## EXERCISE BRIEF:
Pick out every line in the data below that contains the word "roof" and copy each of those lines in full. Capital and small letters must match.

┌─ INPUT MATERIAL

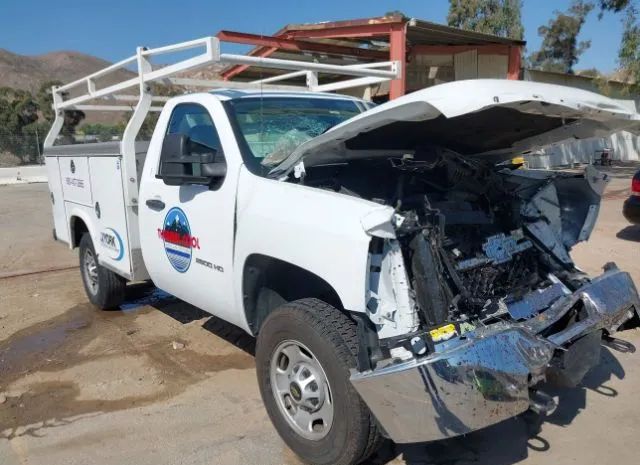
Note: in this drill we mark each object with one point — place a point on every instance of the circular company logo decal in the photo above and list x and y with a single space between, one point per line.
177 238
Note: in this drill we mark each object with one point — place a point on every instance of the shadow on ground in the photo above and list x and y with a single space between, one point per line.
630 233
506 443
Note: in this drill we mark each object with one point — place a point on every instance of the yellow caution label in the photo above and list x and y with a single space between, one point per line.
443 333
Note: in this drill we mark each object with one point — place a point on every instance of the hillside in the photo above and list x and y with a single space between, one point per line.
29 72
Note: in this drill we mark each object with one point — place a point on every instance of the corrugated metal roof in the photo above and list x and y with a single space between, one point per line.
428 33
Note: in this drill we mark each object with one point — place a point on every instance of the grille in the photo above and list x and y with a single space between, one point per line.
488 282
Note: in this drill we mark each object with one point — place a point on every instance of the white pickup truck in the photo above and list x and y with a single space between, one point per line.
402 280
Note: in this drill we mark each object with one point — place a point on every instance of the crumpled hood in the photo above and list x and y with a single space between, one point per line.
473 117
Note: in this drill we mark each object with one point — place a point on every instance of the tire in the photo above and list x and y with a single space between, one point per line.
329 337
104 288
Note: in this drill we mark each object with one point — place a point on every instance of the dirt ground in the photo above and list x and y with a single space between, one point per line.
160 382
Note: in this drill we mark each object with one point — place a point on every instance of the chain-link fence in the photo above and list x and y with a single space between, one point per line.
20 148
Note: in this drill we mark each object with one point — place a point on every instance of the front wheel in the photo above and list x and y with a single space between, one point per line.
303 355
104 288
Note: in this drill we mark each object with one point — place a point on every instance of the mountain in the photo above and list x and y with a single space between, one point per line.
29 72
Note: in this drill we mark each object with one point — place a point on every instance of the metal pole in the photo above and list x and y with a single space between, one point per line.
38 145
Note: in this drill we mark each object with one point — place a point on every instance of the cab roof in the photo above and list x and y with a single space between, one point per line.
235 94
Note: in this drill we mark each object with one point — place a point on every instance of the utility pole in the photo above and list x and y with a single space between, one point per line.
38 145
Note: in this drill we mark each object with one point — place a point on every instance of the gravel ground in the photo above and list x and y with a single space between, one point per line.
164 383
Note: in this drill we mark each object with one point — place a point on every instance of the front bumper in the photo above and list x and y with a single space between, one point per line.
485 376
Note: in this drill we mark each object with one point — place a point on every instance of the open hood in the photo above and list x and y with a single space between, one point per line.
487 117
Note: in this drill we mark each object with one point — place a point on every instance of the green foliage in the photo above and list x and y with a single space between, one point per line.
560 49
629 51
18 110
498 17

└─
┌─ INPUT MATERIAL

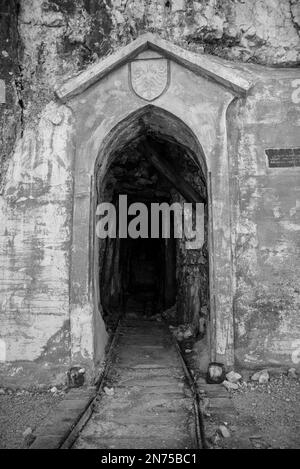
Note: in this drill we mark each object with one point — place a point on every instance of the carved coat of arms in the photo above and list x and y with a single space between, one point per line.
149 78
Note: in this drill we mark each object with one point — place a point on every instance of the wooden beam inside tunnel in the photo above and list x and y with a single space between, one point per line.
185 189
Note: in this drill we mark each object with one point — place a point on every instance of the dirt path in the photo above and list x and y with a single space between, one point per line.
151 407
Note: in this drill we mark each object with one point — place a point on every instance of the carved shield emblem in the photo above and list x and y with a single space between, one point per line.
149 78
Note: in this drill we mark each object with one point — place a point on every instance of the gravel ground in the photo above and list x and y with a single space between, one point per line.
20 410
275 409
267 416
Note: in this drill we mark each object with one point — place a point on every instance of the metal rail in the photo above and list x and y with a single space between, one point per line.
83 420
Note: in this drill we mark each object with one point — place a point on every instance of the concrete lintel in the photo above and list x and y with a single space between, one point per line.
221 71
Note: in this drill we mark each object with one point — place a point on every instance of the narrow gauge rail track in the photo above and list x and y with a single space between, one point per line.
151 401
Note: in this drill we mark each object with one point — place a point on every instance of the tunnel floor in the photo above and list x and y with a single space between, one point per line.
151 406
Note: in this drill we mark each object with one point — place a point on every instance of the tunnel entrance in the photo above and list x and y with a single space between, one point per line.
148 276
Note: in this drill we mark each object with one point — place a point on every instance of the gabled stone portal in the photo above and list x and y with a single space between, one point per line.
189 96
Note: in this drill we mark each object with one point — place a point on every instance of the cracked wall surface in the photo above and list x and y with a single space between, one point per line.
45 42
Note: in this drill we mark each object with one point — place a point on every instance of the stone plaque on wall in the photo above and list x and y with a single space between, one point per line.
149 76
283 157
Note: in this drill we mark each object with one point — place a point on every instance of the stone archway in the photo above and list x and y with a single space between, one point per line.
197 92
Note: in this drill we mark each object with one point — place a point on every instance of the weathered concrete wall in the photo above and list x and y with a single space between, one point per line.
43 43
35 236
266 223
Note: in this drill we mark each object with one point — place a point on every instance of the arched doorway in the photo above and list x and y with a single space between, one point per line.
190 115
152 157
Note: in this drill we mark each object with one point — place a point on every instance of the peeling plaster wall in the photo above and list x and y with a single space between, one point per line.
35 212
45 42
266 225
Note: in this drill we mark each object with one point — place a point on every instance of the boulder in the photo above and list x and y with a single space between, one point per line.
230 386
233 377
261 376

└─
┌─ INPUT MATERIAL

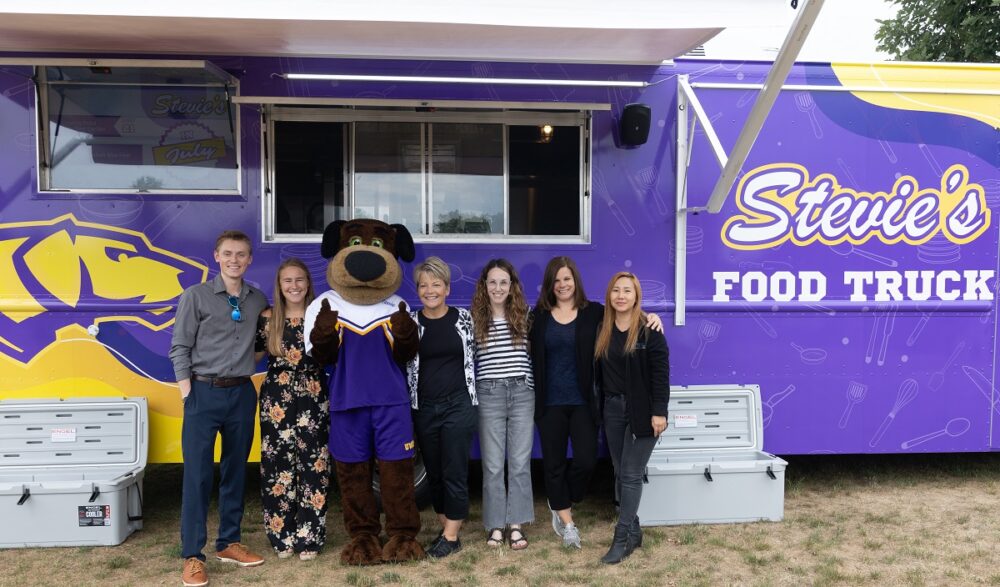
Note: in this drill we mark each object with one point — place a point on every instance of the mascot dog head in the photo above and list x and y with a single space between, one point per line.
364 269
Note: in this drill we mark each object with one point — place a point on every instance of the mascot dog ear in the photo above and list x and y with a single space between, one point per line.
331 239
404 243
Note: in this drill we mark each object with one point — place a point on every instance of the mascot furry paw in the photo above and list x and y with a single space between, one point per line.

└─

## SOLUTION FOR THIS EXERCISE:
Note: in this drill we mark each object with one point — place a point on every instance of the corrugated metal roof in the photo above and list x and y with a single space between, one point per line.
Note: in this drill we mark each object with one point — place a point on every instance of the cab roof in the photo above and list x and y with a single space between, one point per line.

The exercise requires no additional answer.